*Text excerpt*:
Content starts

A guide to best practices for management of research data, including links to data services from the University of California.

What Is Data?

While definitions of research data abound, it is arguably less important to articulate a single definition for the term "research data" than to recognize when you have such data on hand. A working definition for research data is that they are the bits of information generated during a research project and often form the backbone of any research study or publication. Examples of research data include

  • Non-digital text (lab books, field notebooks)
  • Digital texts or digital copies of text
  • Spreadsheets
  • Audio, video
  • Computer Aided Design/CAD
  • Statistics (SPSS, SAS)
  • Databases 
  • Geographic Information Systems (GIS) and spatial data
  • Non-digital images
  • Digital copies of images
  • Matlab files
  • Biological/organic/inorganic samples or specimens
  • Computer code
  • Protein or genetic sequences
  • Artistic products
  • Web files
  • Standard operating procedures and protocols
  • Collection of digital objects acquired and generated during research

Source: from Georgia Tech

Managing Data

If you're still reading at this point, then it's likely that you have some form of research data, either your own, your laboratory's, or your advisor's. It's also likely you need to systematically manage this data. Make this as easy a task as it can be by breaking the data management process into discrete, doable steps:

  • First, consider a data planning checklist. This helps you to answer basic questions about your data and also helps you look down to the road to the various issues that will probably arise as you go through your project. Learn more . . .

Content ends

*Records supplied*:

Content starts

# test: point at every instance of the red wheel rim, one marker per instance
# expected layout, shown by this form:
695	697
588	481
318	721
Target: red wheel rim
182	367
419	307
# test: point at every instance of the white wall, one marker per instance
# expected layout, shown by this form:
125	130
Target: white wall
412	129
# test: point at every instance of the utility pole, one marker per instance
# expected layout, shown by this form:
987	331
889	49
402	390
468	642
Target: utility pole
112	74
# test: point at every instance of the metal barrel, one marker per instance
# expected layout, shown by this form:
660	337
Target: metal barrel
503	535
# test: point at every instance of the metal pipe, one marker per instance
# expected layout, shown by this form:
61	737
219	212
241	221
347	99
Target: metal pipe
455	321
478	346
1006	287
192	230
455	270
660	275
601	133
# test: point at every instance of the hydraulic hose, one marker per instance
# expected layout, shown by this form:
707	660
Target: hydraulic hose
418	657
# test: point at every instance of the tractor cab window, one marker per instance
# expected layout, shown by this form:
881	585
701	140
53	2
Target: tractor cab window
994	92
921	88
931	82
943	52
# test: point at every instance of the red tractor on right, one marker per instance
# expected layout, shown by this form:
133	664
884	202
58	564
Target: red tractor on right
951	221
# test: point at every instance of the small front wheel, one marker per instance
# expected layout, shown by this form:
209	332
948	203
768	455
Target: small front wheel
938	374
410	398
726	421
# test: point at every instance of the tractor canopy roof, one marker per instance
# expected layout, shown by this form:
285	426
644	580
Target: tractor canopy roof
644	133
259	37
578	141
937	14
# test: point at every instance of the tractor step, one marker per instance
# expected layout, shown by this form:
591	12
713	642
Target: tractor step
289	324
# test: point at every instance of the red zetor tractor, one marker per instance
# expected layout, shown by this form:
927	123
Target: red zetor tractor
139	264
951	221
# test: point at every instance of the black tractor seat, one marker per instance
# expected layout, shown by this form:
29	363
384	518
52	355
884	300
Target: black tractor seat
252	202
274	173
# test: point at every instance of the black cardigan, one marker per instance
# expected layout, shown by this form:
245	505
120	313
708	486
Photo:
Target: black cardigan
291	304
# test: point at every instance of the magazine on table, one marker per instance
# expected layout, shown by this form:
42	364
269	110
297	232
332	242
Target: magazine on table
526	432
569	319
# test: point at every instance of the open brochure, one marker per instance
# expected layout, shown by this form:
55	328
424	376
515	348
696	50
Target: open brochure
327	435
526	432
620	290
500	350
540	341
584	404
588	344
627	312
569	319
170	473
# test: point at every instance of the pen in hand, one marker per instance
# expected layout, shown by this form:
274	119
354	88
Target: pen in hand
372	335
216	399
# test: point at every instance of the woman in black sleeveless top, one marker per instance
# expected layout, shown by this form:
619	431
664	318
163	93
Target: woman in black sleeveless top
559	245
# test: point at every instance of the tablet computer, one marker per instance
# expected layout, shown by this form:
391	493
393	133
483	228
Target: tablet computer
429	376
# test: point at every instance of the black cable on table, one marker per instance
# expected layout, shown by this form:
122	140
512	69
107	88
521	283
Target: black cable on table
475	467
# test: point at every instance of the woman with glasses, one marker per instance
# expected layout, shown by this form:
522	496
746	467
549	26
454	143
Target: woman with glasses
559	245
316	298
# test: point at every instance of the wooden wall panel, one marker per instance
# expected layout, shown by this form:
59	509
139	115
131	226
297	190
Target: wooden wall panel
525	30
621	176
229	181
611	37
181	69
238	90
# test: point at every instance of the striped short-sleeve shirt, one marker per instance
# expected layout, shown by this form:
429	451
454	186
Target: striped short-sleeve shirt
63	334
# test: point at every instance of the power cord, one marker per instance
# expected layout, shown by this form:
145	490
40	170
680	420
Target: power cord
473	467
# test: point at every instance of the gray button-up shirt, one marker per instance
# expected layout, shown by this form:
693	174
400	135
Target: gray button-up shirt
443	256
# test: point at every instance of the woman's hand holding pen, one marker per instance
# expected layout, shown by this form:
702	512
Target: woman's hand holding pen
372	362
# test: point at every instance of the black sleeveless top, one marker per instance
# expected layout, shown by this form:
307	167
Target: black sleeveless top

Content ends

*Action item*: What does the research data guide name as the first step in breaking down the data management process? Rely solely on the text to respond.

*Task result*: Consider a data planning checklist.